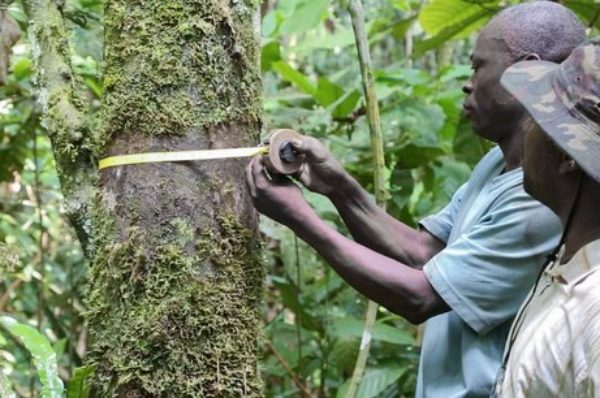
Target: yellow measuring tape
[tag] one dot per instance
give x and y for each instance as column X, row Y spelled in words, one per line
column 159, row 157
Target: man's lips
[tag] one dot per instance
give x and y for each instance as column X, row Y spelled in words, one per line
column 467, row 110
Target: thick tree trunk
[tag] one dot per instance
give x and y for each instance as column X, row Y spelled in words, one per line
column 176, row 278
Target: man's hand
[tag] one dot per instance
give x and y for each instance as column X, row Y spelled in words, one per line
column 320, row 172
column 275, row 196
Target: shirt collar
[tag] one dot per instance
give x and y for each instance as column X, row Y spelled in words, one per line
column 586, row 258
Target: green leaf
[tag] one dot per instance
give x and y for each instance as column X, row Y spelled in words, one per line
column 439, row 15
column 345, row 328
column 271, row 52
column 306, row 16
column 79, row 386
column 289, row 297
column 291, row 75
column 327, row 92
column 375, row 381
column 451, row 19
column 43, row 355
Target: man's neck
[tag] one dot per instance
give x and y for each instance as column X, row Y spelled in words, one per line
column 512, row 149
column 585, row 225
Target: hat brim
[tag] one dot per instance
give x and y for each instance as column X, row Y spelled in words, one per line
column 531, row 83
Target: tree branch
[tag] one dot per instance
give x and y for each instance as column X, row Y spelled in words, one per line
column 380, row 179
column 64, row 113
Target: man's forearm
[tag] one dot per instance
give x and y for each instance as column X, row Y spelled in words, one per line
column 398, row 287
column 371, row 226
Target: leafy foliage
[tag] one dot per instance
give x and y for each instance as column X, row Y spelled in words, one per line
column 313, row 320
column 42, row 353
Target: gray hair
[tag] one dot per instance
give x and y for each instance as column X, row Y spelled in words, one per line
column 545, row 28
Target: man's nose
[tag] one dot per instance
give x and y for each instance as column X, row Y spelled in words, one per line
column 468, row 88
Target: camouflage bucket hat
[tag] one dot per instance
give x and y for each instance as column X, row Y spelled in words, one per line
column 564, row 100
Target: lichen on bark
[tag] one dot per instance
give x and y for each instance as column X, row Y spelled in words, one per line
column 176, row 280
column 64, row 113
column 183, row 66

● ● ●

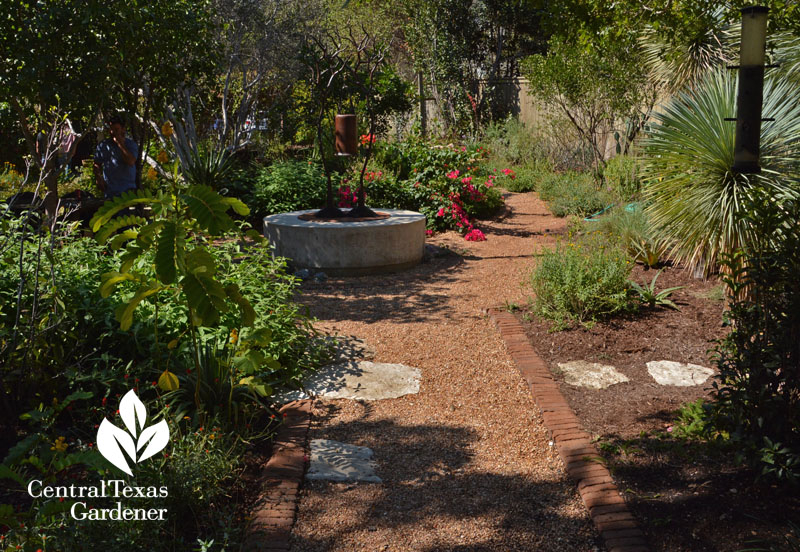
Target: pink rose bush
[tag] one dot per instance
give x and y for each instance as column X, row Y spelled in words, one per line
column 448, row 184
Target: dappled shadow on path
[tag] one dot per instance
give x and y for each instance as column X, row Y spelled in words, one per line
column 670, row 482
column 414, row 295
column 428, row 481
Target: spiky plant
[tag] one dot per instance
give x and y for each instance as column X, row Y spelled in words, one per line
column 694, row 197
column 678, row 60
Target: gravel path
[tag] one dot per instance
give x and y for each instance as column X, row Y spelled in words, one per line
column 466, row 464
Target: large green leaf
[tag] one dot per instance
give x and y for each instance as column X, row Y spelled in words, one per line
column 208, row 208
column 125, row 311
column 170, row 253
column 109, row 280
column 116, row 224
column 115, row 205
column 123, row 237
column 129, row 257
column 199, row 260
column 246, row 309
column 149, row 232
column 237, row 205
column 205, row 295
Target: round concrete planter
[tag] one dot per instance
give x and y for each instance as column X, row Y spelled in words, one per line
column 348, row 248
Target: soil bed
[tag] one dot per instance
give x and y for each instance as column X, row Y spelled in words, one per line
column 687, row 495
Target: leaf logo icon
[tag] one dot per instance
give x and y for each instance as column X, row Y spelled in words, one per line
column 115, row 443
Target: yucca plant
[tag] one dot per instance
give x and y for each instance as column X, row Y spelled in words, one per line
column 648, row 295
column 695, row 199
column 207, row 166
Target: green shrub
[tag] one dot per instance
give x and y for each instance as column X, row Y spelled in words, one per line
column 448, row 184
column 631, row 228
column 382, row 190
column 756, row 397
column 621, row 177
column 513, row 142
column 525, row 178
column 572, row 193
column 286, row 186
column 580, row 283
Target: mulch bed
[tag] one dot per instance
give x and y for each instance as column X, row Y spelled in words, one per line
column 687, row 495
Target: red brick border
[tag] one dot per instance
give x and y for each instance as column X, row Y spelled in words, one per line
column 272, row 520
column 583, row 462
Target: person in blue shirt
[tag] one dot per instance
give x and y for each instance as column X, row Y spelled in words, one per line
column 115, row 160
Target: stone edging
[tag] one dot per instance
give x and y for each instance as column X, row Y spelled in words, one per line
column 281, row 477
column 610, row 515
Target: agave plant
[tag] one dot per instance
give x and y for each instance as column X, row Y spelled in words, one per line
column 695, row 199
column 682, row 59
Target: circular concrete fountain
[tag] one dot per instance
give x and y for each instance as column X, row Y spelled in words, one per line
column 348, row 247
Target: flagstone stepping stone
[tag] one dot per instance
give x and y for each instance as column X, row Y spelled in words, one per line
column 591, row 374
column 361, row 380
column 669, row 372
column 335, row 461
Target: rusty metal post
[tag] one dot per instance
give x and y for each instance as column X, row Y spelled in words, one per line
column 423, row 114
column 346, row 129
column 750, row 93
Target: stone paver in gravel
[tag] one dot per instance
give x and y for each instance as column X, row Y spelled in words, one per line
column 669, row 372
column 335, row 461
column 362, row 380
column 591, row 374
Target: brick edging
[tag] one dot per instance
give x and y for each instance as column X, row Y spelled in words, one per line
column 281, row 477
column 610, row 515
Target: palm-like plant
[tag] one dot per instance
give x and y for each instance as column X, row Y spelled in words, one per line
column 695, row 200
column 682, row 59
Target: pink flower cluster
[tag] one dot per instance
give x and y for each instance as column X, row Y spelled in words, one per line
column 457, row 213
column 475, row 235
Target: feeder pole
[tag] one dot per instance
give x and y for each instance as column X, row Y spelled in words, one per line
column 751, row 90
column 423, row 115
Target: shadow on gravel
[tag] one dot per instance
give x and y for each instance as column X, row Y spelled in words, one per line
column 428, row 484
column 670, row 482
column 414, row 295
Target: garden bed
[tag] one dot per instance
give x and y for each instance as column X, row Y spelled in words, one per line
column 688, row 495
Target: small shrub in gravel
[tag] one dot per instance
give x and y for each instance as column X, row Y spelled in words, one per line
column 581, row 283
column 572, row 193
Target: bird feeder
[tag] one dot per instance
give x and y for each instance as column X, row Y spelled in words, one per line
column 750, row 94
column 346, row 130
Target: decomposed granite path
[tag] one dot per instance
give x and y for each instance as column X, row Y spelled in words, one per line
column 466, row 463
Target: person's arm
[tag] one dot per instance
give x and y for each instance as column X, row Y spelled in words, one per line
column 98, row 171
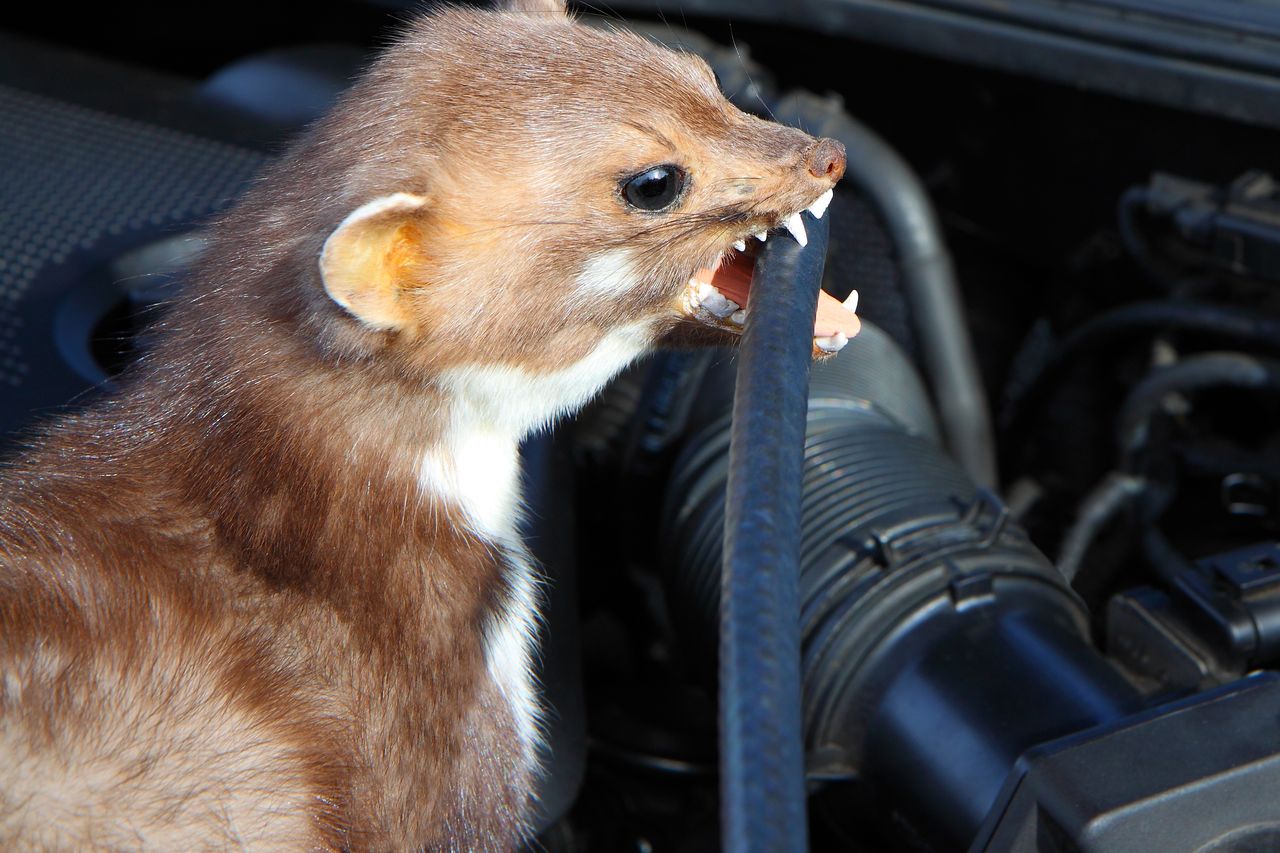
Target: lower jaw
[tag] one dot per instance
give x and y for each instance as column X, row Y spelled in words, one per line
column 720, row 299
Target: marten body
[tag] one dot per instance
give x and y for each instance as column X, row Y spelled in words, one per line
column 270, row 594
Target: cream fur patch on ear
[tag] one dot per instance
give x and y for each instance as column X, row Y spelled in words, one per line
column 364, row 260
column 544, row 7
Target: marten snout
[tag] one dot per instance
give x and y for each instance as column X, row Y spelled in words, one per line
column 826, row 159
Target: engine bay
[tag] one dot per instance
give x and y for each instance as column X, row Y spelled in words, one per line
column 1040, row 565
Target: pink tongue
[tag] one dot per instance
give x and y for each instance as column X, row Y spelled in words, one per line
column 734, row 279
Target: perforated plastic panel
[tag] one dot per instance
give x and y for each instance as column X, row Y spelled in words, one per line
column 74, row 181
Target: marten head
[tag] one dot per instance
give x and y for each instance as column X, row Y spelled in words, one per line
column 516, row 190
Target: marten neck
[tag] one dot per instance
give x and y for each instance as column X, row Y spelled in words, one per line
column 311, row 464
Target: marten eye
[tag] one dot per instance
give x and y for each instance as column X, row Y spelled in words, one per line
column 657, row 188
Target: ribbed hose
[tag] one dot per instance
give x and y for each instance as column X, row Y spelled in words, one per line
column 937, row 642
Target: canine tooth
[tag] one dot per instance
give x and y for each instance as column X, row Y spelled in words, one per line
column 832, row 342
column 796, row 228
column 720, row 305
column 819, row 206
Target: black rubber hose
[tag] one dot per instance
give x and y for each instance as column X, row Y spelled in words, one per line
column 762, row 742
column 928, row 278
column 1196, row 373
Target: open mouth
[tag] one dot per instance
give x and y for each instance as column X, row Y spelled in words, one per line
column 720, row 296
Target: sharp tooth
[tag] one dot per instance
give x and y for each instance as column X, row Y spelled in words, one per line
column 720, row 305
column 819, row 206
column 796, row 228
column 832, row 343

● ● ●

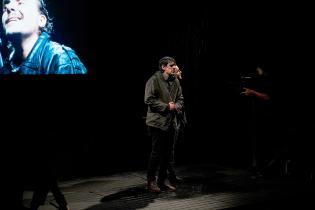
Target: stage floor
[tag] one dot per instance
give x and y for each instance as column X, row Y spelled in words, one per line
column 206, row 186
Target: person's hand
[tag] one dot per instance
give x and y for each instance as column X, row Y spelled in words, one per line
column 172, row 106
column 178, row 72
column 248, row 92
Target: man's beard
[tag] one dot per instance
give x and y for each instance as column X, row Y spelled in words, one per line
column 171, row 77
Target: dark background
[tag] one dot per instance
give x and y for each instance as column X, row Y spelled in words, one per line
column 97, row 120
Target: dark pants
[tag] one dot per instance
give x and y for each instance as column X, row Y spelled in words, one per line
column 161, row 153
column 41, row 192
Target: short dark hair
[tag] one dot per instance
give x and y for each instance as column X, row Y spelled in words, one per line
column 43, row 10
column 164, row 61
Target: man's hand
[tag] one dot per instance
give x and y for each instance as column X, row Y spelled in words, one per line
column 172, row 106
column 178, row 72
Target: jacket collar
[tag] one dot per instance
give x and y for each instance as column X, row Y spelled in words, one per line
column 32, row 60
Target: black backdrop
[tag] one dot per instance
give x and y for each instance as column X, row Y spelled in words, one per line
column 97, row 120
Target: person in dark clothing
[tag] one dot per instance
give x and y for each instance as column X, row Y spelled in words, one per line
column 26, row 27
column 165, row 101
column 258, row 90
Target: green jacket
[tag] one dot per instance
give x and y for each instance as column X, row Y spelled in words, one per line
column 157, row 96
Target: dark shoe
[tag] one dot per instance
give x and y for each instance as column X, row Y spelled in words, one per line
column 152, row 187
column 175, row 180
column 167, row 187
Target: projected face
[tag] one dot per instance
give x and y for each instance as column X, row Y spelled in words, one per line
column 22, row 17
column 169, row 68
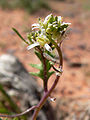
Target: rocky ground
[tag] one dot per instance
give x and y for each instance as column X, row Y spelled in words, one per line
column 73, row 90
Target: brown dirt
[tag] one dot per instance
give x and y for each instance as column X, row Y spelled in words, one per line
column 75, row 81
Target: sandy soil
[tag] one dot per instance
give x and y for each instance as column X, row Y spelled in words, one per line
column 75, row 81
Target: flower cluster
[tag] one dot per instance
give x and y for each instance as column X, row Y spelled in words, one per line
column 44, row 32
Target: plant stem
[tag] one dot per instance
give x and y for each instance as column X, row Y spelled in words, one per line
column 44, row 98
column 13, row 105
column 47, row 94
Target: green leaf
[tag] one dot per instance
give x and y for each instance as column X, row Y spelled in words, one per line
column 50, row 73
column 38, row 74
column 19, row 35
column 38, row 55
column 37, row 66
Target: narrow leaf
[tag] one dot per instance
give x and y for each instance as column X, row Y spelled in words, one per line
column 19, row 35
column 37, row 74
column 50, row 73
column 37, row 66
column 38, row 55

● ● ●

## Task objective
Output the items from the line containing "Target: yellow measuring tape" through the line containing "column 43, row 355", inclusive, as a two-column CSV headed instruction and answer. Give one row per item, with its text and its answer each in a single quoted field and any line breaks replaced by spaces.

## Solved exercise
instruction,answer
"Target: yellow measuring tape [tag] one dot per instance give x and y for each instance as column X, row Y spelled in words, one per line","column 159, row 157"
"Target: man's lips [tag] one dot per instance give x and y for each instance as column X, row Y spelled in words, one per line","column 467, row 110"
"Target: thick tree trunk [tag] one dot per instance give x and y for each instance as column X, row Y spelled in words, one per line","column 176, row 278"
"Target: man's hand [tag] one dot per instance give x and y for each instance as column X, row Y spelled in words, one per line","column 320, row 172 column 275, row 196"
"Target: shirt collar [tag] one dot per instance give x and y for each instance as column X, row Y spelled in words, one per line","column 586, row 258"
"Target: green leaf [tag] one dot per instance give x and y for each instance as column X, row Y spelled in words, one per line","column 439, row 15 column 345, row 328 column 271, row 52 column 306, row 16 column 79, row 386 column 289, row 297 column 291, row 75 column 327, row 92 column 375, row 381 column 451, row 19 column 43, row 355"